Go to the line that contains "Detect cumulus cloud." and extract it along with every line after it, exactly, through the end of the data below.

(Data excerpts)
• • •
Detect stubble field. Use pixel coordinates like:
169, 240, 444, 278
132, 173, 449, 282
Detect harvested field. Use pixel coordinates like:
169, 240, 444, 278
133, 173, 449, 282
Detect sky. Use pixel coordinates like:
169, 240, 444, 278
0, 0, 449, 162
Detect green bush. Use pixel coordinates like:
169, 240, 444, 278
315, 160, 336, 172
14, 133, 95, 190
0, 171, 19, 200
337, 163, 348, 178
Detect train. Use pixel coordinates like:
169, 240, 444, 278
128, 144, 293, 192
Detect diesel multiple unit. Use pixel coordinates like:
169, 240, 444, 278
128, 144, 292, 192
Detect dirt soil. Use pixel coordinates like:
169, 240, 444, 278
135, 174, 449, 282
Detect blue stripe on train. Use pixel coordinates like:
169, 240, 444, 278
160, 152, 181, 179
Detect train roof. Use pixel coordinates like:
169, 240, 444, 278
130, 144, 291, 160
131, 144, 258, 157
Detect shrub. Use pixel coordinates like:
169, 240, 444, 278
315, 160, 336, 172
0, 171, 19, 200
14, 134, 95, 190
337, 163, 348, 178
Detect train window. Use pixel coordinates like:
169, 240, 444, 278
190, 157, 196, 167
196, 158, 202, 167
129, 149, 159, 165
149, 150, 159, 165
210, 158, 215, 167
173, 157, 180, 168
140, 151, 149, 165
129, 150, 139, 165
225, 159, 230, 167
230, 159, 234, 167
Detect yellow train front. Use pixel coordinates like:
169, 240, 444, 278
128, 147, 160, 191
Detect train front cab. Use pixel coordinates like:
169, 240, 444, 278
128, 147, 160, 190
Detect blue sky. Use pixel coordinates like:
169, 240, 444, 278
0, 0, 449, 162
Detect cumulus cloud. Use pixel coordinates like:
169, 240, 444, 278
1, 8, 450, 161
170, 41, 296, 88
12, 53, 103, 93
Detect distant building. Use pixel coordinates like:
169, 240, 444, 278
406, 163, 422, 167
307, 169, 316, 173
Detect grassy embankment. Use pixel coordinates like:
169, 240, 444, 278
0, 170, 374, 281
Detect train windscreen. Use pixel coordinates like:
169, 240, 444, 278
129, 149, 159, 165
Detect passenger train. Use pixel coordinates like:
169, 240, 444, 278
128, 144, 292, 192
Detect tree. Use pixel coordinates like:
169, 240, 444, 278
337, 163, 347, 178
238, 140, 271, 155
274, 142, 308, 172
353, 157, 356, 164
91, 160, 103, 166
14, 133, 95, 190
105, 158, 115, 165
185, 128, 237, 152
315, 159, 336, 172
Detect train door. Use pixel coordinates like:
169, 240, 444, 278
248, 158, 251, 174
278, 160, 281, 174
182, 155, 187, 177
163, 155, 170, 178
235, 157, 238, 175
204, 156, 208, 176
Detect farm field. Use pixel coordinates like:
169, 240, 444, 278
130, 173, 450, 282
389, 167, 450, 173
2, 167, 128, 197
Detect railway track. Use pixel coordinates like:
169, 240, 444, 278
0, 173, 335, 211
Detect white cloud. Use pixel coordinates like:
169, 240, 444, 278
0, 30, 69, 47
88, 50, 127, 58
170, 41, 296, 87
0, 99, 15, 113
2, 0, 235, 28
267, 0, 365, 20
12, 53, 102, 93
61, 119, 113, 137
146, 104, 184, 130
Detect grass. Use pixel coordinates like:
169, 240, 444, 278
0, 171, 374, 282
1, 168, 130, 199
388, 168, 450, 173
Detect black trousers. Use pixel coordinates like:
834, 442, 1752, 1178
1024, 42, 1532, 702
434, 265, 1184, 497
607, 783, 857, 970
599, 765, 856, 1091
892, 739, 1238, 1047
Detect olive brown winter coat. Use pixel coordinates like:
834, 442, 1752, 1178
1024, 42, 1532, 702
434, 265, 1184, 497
• • •
__Task answer__
Detect cumulus cloud. Use pixel coordinates like:
169, 240, 444, 278
1, 8, 450, 161
170, 41, 296, 88
12, 53, 103, 93
Detect distant building. Use pixel coordinates like:
169, 240, 444, 278
406, 163, 422, 167
307, 169, 316, 173
Detect grassy embankment. Use pixel coordinates like:
169, 240, 444, 278
0, 170, 374, 281
Detect train windscreen. Use pixel coordinates like:
169, 240, 444, 278
129, 149, 159, 165
Detect passenger train. Use pixel coordinates like:
169, 240, 444, 278
128, 144, 292, 192
Detect tree. Use pixel coordinates like:
169, 240, 444, 278
337, 163, 347, 178
238, 140, 271, 155
274, 142, 308, 172
353, 157, 356, 164
91, 160, 103, 166
14, 133, 95, 190
105, 158, 115, 165
185, 128, 237, 152
315, 159, 336, 172
Detect train door. Use pixel coordinates like:
169, 240, 444, 278
248, 158, 251, 174
278, 160, 281, 174
182, 155, 187, 177
163, 155, 170, 178
235, 157, 238, 175
204, 156, 208, 176
Detect farm field. Use pixel coordinates like:
169, 240, 444, 278
130, 173, 450, 282
389, 167, 450, 173
2, 167, 128, 197
Detect railway track. Use pixel coordinates like:
169, 240, 444, 278
0, 173, 335, 211
Detect white cloud. Use pixel coordinates like:
169, 240, 444, 278
0, 30, 69, 47
88, 50, 127, 58
170, 41, 296, 87
0, 99, 15, 113
2, 0, 235, 28
267, 0, 365, 20
12, 53, 102, 93
61, 119, 113, 137
146, 104, 184, 130
Detect grass. Use pixel coordinates like:
169, 240, 444, 278
0, 171, 374, 282
1, 168, 130, 199
388, 168, 450, 173
Detect black trousers. Use pixel coordinates like:
834, 442, 1752, 1178
1024, 42, 1532, 702
434, 265, 1184, 497
607, 783, 857, 970
599, 765, 856, 1091
892, 739, 1238, 1047
Detect olive brown winter coat. Use pixel coordinates like:
834, 442, 1752, 1178
1024, 42, 1532, 702
434, 265, 1184, 497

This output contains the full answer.